→ **Aim**
Print the lines of the listing below unchanged, starting at the line containing "Expected: a single pin indicated on each instance of the curved" and continuing through the end of the listing.

Start Records shown

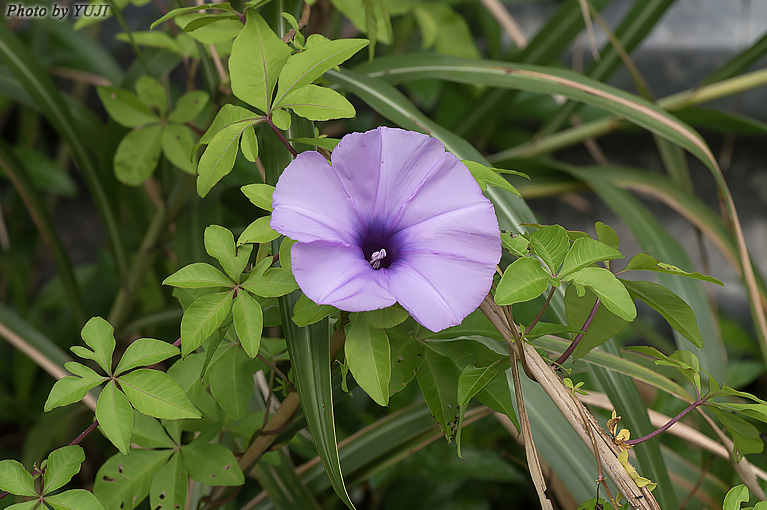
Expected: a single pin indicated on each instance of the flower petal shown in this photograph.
(381, 169)
(310, 204)
(439, 290)
(337, 274)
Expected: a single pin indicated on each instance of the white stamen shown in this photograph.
(377, 257)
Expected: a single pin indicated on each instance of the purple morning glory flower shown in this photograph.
(395, 218)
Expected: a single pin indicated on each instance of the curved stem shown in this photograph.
(578, 338)
(281, 137)
(668, 424)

End Records shown

→ **Written answer**
Expected: a single pin indicated on each instance of the curved stem shown in this photograph.
(578, 338)
(281, 137)
(668, 424)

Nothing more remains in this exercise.